_Task objective_
From the listing below, extract every line that contains the word "positive", and treat uppercase and lowercase as different.

_Data excerpts_
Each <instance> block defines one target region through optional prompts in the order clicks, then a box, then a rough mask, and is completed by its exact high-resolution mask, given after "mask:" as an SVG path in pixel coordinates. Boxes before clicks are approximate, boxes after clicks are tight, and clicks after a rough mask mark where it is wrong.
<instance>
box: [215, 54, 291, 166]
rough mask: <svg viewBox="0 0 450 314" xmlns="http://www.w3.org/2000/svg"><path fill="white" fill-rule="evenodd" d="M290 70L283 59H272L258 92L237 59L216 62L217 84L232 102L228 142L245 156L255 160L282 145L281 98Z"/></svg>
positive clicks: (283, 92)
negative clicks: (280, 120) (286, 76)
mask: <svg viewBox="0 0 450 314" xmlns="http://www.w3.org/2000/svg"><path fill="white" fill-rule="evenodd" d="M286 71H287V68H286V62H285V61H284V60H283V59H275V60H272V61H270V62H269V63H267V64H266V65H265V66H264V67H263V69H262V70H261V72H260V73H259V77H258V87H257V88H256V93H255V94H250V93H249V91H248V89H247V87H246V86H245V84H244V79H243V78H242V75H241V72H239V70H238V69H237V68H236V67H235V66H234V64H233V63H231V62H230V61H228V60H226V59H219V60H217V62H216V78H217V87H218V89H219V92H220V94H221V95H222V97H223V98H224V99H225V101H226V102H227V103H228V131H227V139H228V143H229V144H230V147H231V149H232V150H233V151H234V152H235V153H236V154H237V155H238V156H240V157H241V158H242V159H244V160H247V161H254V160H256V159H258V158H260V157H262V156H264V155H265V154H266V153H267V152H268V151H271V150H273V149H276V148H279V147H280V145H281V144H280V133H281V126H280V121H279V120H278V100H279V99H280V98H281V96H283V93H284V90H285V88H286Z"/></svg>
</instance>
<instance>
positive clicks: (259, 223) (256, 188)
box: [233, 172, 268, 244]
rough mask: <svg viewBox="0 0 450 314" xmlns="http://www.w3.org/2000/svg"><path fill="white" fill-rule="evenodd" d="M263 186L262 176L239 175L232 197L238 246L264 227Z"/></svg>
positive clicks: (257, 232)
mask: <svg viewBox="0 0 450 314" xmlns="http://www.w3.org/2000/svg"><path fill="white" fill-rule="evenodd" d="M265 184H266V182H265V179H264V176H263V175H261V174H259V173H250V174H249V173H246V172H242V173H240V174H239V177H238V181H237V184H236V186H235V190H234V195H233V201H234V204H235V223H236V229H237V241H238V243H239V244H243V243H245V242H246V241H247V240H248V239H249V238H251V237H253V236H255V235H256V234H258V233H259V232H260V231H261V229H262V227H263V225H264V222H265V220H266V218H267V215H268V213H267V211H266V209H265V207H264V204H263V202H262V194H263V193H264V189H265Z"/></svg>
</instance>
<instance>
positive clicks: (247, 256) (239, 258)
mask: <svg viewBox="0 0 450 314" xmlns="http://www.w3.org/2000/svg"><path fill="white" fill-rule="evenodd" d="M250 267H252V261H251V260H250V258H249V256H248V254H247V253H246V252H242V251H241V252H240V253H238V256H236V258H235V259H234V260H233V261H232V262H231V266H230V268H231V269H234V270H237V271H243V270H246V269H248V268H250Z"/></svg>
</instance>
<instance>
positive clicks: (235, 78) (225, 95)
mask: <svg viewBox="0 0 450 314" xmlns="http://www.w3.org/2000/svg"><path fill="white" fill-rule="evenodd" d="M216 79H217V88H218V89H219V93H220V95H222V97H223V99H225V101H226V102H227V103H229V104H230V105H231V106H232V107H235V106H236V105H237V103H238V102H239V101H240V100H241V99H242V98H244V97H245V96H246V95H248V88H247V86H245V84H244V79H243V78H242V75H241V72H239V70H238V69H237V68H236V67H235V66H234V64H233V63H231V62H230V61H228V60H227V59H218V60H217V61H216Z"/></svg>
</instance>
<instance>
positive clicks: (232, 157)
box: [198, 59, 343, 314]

_Response_
positive clicks: (283, 92)
positive clicks: (259, 223) (256, 188)
positive clicks: (257, 232)
positive clicks: (247, 256) (239, 258)
positive clicks: (235, 78) (225, 95)
positive clicks: (232, 157)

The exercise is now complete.